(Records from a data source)
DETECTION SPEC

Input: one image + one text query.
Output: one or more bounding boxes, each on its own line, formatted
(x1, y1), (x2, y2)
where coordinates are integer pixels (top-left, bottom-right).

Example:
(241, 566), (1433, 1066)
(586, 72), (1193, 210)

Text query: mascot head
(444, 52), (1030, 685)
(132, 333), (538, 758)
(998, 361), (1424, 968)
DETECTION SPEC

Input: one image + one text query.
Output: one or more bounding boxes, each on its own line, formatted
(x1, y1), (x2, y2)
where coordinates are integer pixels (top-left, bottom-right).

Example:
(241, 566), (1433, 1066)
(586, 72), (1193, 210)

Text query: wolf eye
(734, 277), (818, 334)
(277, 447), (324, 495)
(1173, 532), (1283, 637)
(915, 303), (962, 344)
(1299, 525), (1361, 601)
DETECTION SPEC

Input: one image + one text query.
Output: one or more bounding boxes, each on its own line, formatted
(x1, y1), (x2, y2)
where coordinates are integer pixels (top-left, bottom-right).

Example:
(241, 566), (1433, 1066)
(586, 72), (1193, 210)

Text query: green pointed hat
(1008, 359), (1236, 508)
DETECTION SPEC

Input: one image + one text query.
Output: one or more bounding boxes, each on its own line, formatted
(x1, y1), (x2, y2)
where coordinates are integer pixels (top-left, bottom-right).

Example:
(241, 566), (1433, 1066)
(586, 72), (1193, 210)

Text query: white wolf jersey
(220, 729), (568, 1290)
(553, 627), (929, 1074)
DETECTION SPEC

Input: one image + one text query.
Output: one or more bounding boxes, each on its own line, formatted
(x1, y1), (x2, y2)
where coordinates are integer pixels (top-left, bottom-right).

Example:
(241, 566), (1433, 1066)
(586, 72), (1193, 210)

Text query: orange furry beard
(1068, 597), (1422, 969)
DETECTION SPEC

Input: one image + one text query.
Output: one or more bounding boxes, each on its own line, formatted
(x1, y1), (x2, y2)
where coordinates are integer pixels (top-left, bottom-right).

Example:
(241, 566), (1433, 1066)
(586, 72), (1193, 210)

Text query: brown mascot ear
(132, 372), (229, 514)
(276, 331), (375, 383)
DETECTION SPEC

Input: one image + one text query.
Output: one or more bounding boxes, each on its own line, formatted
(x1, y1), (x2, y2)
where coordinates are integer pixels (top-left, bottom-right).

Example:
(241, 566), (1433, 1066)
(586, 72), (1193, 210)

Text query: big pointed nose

Work item: Without changing anything, repeat every record above.

Finished task:
DETECTION SPEC

Input: one image + one text query.
Output: one or more bounding boxes, each on its own line, formatted
(x1, y1), (x2, y2)
where coordinates are integer pixels (top-left, bottom-right).

Example:
(241, 566), (1433, 1066)
(586, 72), (1193, 210)

Text query: mascot head
(444, 52), (1030, 685)
(132, 333), (538, 758)
(998, 361), (1424, 968)
DETECTION SPEC

Input: one image + one text query.
Output: one or more bounding boxes, each on its own line, formatted
(x1, y1), (x2, y2)
where coordinates are integer pixels (top-left, bottom-right).

Example:
(241, 566), (1433, 1066)
(586, 72), (1193, 210)

Text query: wolf eye
(734, 277), (818, 334)
(277, 447), (324, 495)
(1173, 532), (1283, 637)
(915, 303), (962, 344)
(1299, 525), (1361, 601)
DETECTION SPEC

Input: one image + one text query.
Output: one or more bounding boxes, each on its own line, formatted
(x1, y1), (x2, y2)
where coordinates are integer pixels (top-left, bottom-right).

Example:
(241, 566), (1433, 1066)
(586, 72), (1193, 210)

Text query: green pointed hat
(1008, 359), (1236, 508)
DETECTION SPEC

Input: one image + one text query.
Output: one or more bounding boxes, each on its own line, formatted
(x1, y1), (x2, y2)
where coordinates are integer pixels (top-left, bottom-right).

Example:
(241, 566), (1433, 1066)
(586, 72), (1193, 210)

Text query: white wolf jersey
(220, 729), (568, 1290)
(553, 627), (929, 1074)
DETECTION SPEC

Input: one image + one text query.
Output: one or more bounding boxes, each on its own line, formatted
(x1, y1), (x2, y2)
where coordinates are integer pixels (top-left, bottom-right).

Example:
(241, 566), (1433, 1066)
(586, 72), (1193, 210)

Text query: orange furry beard
(1068, 597), (1422, 969)
DETECTION SPEC

Input: one image + one text query.
Output: one or more bounding boxes, each on its own line, formatted
(x1, y1), (x2, y2)
where coordinates are integer pixels (top-left, bottom-right).

Example:
(241, 566), (1433, 1066)
(586, 72), (1193, 210)

Text query: brown mascot ear
(132, 372), (229, 514)
(276, 331), (375, 383)
DETECTION SPEC

Input: one image + one text query.
Output: one or more bounding boxes, each on its own line, formatted
(x1, y1), (x2, y2)
where coordinates are integer pixels (top-left, bottom-right).

Example:
(241, 566), (1433, 1066)
(586, 72), (1193, 210)

Text query: big pointed nose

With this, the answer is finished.